TASK STATEMENT → Of the entries below, return exactly those lines that fall between the one containing "Target: snow on bush" and the one containing "Target: bare tree", the two end lines included.

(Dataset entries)
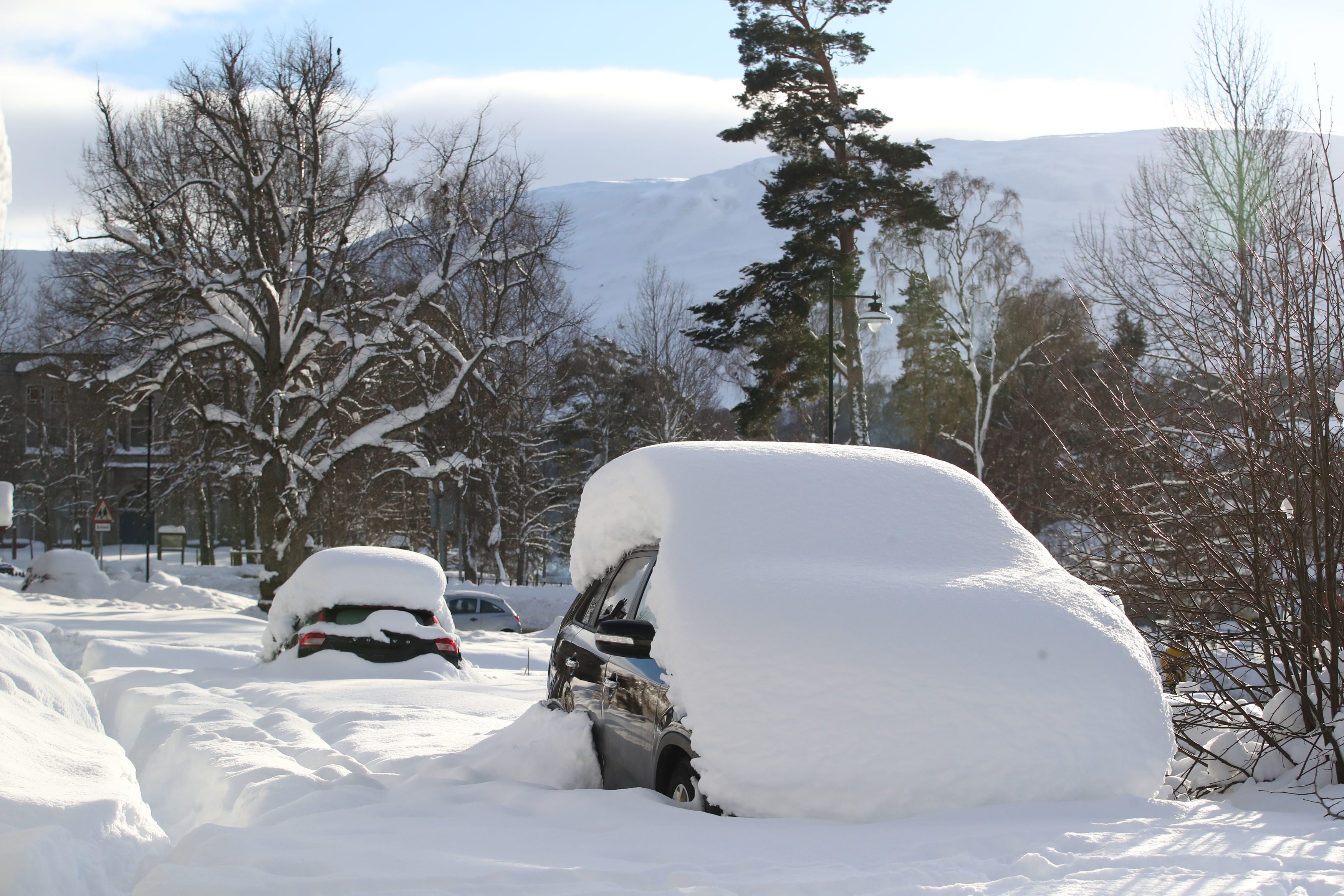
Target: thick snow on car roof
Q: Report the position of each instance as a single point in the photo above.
(70, 574)
(863, 633)
(354, 575)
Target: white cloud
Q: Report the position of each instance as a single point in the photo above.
(6, 186)
(600, 124)
(613, 124)
(84, 26)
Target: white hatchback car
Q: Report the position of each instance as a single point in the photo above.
(482, 612)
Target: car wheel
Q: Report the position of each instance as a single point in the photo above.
(685, 785)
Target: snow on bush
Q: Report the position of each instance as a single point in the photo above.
(72, 820)
(361, 577)
(66, 574)
(862, 633)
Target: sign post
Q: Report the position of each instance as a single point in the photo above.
(101, 523)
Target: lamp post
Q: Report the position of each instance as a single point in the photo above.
(874, 318)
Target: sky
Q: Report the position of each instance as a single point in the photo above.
(626, 89)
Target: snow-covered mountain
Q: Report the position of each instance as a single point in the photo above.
(706, 229)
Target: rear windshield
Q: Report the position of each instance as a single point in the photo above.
(349, 616)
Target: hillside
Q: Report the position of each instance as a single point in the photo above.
(706, 229)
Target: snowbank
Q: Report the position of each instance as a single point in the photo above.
(72, 820)
(74, 574)
(66, 574)
(355, 575)
(543, 747)
(865, 633)
(107, 653)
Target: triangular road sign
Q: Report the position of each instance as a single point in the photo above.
(103, 513)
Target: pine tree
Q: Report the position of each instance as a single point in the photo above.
(932, 394)
(836, 174)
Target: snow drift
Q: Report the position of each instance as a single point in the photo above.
(68, 574)
(866, 634)
(361, 577)
(72, 820)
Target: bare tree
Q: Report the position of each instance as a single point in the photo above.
(252, 213)
(979, 269)
(1212, 496)
(14, 288)
(679, 378)
(1193, 224)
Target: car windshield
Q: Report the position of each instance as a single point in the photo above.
(349, 616)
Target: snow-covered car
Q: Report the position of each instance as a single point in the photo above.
(983, 672)
(482, 612)
(379, 604)
(65, 573)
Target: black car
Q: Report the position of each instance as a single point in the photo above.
(398, 647)
(601, 666)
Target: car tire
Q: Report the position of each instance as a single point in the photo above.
(685, 785)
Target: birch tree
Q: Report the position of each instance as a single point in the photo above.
(976, 268)
(250, 213)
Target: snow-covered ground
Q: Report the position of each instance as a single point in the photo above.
(334, 775)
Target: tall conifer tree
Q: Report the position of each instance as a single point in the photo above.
(836, 174)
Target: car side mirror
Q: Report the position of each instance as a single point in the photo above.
(626, 637)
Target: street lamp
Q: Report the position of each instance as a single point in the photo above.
(874, 318)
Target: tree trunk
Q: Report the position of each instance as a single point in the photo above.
(206, 556)
(280, 531)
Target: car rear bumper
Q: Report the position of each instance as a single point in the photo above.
(397, 651)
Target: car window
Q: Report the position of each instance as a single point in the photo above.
(626, 589)
(583, 604)
(646, 612)
(350, 616)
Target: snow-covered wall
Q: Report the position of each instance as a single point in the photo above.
(861, 633)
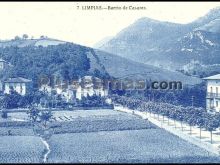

RESULT OF THE EXERCISE →
Target: snow on bush
Q: Report the position of each instance as a single point in the photo above.
(72, 820)
(361, 577)
(66, 574)
(862, 633)
Target: sign post
Q: Report the position of each instance as a single point in the photo above.
(101, 523)
Target: lamp post
Q: Report the position of each instance as a single point in the photo above.
(874, 318)
Target: sky
Q: Report the position of each instance as a single point in the photo above.
(626, 89)
Target: snow-covered mountain
Q: Report the position of each instance as a single point in the photo above.
(706, 229)
Target: rear windshield
Q: Report the position of each instance as a single point in the photo above.
(349, 616)
Target: hillside
Q: Report the position of each instance as a single point in the photo above.
(706, 229)
Target: snowbank
Q: Report the position of each instance as a single point in the photo above.
(72, 820)
(74, 574)
(66, 574)
(355, 575)
(543, 747)
(865, 633)
(107, 653)
Target: triangular road sign
Q: Report the position of each instance as a single point in the photo above.
(103, 513)
Target: pine tree
Q: Report the position of each instance as a single point in the photo above.
(932, 394)
(836, 174)
Target: snow drift
Q: Report the position of each instance as a single point in the photo above.
(68, 574)
(866, 634)
(361, 577)
(72, 820)
Target: bare tree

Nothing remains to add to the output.